> **WRITTEN INSTRUCTION**
Copy out the material verbatim, from the line containing "Put a point on every instance of the man's hand;" through the line containing "<point>163,87</point>", inclusive.

> **DATA SECTION**
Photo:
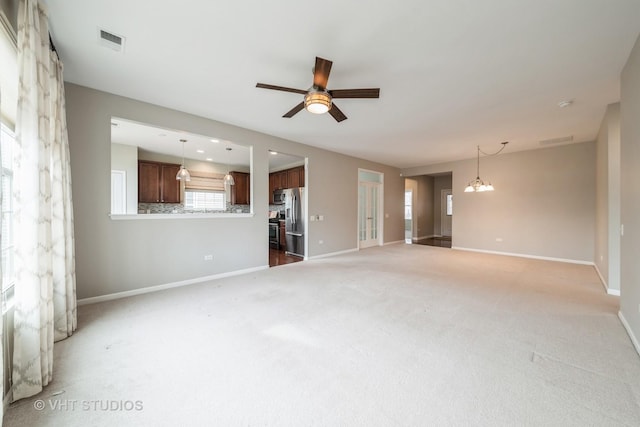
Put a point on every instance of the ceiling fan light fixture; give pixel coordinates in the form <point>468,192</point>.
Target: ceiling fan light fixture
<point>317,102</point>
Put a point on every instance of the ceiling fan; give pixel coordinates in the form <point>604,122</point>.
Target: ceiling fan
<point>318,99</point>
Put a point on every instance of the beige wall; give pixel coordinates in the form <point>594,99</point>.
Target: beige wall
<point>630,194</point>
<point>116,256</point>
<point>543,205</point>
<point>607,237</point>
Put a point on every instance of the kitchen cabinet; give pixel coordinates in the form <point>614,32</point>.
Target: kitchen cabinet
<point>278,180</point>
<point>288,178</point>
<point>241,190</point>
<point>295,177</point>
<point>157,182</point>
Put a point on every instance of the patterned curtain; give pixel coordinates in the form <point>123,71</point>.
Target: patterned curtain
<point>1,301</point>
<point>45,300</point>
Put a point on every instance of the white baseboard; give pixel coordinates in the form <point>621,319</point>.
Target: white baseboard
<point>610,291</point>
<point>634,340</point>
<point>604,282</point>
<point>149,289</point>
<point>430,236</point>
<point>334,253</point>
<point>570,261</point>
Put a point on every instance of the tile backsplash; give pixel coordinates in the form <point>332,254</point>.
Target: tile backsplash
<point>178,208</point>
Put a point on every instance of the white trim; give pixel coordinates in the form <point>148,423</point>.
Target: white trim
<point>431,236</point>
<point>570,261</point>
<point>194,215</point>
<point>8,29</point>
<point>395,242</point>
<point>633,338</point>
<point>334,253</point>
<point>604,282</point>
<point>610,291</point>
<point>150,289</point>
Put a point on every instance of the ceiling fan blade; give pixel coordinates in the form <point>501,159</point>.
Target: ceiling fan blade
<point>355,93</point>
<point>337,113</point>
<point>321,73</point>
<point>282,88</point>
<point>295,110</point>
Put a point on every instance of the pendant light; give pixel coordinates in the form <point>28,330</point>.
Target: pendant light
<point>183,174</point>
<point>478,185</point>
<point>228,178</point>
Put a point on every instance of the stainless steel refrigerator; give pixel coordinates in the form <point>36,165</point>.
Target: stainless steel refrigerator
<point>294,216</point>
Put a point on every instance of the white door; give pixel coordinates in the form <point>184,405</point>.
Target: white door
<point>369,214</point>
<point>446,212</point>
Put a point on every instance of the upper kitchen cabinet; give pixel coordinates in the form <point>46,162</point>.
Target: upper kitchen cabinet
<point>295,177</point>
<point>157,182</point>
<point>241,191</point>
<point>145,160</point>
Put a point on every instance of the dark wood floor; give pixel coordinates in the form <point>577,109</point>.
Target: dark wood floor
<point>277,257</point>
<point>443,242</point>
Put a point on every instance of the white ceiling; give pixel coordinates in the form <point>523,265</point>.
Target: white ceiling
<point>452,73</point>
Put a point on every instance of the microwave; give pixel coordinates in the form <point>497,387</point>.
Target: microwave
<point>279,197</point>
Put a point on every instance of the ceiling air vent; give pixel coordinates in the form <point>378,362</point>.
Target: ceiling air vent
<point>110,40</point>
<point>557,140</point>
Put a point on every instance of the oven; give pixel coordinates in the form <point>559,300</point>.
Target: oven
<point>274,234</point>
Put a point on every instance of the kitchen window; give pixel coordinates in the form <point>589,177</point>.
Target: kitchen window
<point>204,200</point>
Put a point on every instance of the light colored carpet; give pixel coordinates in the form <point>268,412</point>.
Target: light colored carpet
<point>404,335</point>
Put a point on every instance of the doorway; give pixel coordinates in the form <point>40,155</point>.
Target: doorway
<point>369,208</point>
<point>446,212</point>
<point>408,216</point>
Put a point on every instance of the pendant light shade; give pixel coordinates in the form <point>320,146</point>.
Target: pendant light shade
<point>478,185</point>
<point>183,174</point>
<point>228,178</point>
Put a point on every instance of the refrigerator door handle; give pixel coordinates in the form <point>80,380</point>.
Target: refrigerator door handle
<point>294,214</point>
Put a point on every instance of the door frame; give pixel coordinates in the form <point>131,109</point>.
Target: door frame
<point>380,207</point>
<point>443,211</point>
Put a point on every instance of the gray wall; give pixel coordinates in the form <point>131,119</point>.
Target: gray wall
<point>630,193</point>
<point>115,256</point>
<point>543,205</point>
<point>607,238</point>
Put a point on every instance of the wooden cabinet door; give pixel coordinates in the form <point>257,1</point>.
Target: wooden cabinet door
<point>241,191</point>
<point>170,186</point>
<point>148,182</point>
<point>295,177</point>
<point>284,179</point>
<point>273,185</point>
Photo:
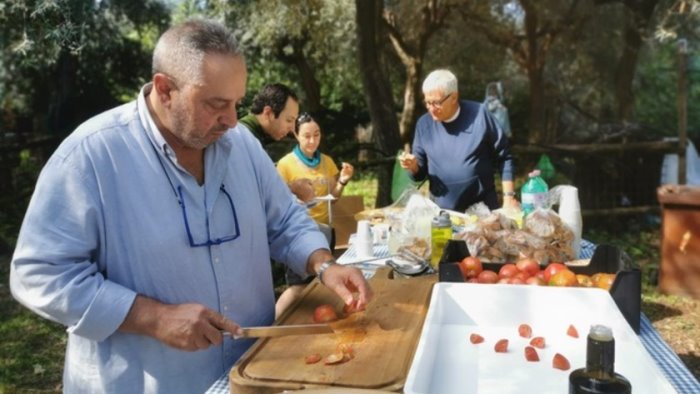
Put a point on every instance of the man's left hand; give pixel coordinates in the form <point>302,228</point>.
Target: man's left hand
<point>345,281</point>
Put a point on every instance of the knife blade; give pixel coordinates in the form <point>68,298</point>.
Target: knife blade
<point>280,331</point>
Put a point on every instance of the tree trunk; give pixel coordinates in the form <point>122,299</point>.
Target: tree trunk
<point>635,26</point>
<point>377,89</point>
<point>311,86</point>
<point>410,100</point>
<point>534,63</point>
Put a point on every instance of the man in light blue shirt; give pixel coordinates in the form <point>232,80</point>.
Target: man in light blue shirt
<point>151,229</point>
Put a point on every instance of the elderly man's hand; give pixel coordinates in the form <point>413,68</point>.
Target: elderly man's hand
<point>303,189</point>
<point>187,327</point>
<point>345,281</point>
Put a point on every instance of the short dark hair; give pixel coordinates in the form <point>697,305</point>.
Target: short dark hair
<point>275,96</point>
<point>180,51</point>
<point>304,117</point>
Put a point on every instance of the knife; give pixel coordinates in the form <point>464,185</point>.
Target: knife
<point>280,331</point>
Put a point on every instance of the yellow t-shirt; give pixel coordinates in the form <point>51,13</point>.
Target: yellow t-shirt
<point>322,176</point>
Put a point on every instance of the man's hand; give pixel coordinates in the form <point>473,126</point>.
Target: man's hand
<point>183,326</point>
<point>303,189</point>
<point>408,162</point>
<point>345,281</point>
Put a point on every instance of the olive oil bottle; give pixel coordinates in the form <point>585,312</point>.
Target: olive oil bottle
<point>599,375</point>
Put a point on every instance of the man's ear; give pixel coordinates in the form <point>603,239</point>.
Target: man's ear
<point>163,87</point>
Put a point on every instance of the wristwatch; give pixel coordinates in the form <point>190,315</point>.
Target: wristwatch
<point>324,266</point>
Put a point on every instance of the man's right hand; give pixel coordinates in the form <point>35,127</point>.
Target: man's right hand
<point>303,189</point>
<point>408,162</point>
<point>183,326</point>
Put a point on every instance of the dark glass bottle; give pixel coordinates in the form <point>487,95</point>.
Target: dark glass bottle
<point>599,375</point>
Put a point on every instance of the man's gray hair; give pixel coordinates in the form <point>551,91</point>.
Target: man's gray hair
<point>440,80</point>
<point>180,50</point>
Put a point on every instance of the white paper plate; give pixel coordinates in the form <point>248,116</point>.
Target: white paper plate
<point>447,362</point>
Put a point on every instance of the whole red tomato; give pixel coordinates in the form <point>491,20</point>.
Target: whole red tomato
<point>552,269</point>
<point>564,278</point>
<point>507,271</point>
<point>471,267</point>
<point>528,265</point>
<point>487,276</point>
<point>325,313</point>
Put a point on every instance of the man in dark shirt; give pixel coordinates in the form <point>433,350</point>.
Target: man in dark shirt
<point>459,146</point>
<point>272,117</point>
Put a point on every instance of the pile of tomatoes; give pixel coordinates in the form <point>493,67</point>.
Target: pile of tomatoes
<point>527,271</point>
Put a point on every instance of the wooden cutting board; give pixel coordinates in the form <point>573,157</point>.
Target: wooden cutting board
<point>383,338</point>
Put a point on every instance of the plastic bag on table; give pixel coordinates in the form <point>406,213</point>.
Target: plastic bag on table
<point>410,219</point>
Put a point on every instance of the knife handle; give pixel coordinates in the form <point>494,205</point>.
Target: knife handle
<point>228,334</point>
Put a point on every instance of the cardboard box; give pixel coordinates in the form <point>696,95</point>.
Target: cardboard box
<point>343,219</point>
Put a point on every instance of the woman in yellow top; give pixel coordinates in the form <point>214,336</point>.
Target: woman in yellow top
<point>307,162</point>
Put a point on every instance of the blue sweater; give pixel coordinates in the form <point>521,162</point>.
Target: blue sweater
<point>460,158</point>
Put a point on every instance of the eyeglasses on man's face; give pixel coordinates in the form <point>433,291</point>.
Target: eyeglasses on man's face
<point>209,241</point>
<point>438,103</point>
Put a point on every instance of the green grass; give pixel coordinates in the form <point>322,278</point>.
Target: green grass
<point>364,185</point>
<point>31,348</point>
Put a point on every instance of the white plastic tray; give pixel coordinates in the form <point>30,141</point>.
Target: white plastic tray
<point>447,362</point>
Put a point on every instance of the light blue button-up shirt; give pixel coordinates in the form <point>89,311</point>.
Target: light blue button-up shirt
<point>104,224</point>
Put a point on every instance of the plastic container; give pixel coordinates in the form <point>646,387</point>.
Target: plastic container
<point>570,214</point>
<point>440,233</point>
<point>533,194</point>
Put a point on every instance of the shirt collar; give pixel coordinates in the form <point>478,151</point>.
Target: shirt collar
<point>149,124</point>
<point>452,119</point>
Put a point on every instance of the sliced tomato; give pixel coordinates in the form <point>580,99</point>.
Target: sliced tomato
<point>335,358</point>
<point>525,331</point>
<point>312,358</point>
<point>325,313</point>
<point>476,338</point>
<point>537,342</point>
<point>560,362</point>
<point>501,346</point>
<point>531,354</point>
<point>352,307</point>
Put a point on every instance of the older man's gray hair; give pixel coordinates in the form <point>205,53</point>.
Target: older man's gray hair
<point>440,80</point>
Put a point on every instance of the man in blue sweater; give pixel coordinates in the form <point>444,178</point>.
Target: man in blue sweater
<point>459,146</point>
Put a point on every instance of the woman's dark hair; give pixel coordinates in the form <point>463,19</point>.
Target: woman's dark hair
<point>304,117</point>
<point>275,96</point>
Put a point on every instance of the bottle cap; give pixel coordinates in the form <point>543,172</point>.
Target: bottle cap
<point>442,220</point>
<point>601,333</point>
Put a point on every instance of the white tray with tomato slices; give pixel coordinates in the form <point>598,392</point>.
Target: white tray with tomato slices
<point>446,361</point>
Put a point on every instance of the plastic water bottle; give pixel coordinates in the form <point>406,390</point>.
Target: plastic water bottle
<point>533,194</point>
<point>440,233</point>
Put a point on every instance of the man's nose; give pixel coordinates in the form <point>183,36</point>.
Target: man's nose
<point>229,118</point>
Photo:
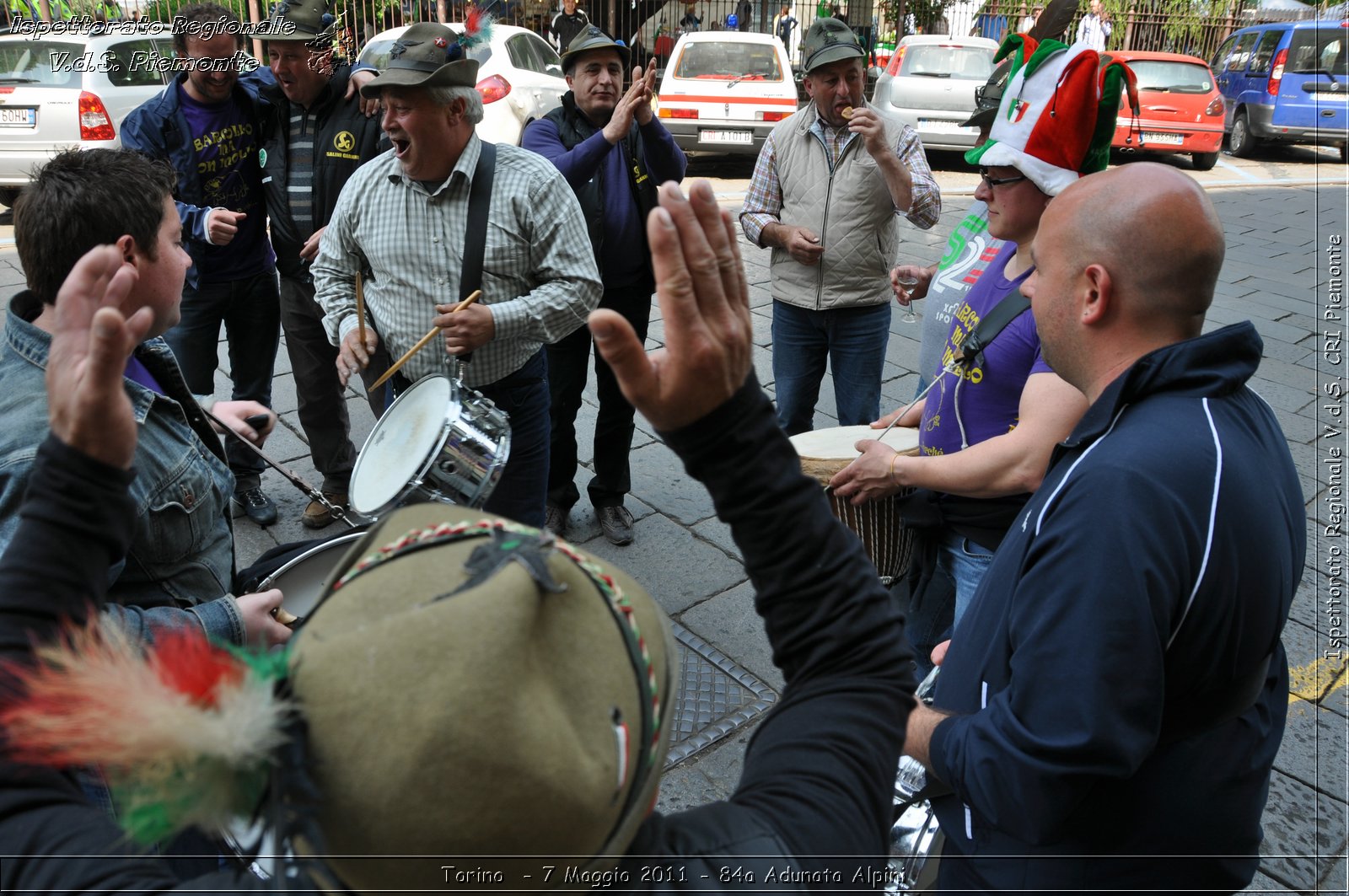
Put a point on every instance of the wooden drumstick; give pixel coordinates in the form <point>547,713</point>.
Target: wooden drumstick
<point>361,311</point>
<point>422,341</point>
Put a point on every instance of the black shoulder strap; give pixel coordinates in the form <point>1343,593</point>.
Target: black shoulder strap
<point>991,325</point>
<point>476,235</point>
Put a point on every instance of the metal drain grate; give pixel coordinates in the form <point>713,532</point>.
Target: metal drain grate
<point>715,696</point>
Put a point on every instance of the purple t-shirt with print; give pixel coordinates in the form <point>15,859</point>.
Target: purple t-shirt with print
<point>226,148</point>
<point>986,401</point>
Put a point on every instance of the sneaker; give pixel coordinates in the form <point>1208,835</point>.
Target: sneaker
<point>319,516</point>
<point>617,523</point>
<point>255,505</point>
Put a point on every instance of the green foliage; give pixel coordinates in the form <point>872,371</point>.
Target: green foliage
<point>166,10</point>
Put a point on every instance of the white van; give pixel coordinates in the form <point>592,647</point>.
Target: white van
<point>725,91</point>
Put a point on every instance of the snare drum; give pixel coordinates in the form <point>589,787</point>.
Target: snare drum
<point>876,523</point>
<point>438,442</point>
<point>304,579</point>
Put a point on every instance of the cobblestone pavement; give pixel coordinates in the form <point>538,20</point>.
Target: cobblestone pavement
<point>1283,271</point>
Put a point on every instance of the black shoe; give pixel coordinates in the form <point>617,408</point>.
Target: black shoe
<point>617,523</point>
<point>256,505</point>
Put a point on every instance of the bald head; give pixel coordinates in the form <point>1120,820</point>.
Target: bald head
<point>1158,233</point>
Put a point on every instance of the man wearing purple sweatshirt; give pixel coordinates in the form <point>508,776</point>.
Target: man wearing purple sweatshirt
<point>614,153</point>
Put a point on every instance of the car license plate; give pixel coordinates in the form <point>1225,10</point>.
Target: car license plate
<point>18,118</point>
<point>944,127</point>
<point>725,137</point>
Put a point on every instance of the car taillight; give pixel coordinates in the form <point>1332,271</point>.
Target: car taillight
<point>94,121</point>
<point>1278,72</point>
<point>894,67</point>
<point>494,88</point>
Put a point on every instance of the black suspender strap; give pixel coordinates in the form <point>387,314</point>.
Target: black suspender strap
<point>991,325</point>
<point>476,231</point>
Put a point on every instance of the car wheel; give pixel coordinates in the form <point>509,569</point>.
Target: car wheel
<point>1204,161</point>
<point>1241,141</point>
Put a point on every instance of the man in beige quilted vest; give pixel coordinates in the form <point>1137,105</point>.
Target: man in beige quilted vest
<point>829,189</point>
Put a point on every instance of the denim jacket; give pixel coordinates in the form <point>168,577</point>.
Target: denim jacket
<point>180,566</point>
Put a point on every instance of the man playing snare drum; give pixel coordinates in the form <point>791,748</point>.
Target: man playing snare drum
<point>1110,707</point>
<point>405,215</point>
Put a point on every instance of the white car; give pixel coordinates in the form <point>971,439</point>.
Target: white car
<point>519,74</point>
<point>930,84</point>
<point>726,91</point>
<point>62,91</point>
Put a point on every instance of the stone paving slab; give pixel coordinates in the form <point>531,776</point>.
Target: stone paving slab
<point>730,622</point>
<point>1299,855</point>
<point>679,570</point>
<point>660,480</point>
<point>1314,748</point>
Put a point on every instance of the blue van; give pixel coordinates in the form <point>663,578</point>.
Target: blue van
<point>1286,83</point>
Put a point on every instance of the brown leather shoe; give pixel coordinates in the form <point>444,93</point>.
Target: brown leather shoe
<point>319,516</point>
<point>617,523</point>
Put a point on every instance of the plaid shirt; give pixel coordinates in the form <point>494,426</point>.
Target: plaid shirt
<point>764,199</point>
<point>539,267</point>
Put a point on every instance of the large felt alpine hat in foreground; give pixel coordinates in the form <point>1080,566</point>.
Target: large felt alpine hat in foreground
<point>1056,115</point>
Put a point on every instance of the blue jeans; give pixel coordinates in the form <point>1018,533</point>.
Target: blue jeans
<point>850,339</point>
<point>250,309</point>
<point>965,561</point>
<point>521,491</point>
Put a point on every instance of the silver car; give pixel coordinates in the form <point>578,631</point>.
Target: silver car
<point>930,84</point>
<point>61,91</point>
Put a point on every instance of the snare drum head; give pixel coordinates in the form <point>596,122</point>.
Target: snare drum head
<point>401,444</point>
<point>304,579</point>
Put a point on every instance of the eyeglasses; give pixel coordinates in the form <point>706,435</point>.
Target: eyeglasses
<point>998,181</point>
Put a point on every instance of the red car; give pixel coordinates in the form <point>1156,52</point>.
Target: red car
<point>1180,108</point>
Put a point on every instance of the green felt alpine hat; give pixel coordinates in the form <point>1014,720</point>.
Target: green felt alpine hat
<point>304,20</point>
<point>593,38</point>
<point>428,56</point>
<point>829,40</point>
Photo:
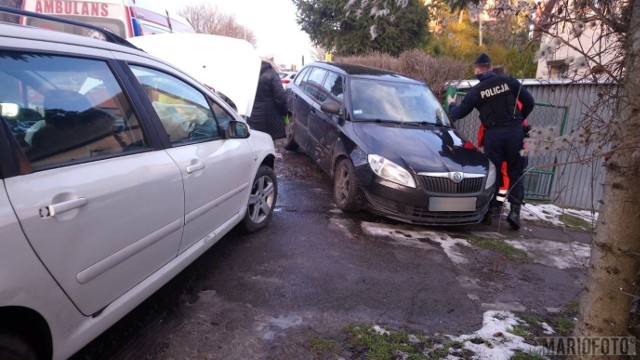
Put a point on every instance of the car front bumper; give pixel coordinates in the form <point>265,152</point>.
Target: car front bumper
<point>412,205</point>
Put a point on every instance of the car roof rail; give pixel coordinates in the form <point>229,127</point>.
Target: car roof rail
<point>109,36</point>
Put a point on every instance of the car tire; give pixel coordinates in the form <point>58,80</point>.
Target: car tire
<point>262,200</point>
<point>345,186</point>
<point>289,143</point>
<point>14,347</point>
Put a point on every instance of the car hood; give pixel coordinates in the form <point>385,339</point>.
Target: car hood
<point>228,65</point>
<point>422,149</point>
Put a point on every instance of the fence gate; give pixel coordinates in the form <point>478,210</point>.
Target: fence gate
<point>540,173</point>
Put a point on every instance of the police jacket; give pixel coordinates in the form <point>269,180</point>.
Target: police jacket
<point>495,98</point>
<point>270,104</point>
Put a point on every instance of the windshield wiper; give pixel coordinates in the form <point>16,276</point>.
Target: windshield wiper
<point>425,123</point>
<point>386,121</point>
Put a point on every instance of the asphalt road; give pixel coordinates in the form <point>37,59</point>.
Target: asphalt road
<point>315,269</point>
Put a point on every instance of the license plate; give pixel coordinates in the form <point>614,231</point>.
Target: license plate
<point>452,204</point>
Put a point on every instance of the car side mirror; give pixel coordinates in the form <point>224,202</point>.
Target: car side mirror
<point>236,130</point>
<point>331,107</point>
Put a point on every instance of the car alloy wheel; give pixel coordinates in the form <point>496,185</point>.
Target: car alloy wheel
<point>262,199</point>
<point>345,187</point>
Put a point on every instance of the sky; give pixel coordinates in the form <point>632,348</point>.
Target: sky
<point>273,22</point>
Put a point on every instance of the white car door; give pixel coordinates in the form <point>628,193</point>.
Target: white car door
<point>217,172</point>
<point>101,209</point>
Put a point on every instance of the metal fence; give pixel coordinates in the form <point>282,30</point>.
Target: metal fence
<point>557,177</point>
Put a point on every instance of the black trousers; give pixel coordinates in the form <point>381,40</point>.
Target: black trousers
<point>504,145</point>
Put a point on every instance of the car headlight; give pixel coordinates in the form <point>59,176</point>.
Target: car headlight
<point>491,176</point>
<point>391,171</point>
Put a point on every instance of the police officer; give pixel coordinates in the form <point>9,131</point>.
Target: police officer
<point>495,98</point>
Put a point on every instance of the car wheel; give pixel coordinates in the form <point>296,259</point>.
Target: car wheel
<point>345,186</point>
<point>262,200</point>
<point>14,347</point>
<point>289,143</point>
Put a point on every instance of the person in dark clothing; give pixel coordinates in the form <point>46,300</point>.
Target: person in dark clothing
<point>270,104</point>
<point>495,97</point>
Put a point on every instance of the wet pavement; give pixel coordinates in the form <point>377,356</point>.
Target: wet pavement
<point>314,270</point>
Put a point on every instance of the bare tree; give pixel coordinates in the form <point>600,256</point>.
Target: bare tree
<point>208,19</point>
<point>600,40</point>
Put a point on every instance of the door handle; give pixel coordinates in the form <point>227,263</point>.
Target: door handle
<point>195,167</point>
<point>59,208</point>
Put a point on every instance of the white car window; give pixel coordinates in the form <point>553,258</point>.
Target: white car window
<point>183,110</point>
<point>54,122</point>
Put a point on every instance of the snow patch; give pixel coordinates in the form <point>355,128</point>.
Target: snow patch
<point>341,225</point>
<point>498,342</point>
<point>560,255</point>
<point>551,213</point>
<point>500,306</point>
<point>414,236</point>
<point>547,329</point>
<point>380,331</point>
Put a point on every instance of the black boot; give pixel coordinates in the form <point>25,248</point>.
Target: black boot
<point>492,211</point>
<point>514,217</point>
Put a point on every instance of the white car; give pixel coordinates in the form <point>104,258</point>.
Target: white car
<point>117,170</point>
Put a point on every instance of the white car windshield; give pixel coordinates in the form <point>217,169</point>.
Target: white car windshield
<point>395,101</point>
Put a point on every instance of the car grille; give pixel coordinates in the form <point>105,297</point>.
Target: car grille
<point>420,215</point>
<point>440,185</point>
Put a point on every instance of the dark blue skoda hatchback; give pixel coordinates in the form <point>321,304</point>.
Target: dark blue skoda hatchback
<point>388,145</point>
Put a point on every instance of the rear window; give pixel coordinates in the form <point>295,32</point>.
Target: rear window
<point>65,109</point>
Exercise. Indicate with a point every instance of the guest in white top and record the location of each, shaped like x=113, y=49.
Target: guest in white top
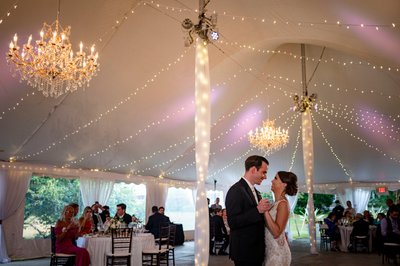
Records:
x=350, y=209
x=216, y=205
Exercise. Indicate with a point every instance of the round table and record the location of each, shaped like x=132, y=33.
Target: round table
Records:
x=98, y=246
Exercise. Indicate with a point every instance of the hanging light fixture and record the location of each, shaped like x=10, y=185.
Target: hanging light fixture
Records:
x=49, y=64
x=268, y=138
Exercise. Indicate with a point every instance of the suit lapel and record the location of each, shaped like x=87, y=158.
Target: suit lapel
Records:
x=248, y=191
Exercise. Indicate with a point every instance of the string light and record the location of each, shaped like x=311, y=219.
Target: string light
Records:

> **CORRECT OUTPUT**
Put a point on every instance of the man's hand; give pixel coordinates in the form <point>473,126</point>.
Target: man's hand
<point>183,326</point>
<point>303,189</point>
<point>408,162</point>
<point>345,281</point>
Put a point on every instance of the olive oil bottle; give pixel coordinates in the form <point>585,312</point>.
Target: olive oil bottle
<point>599,375</point>
Put a point on every instance of the man's ear; give pixel coordinates in the form <point>603,239</point>.
Target: man's ear
<point>163,87</point>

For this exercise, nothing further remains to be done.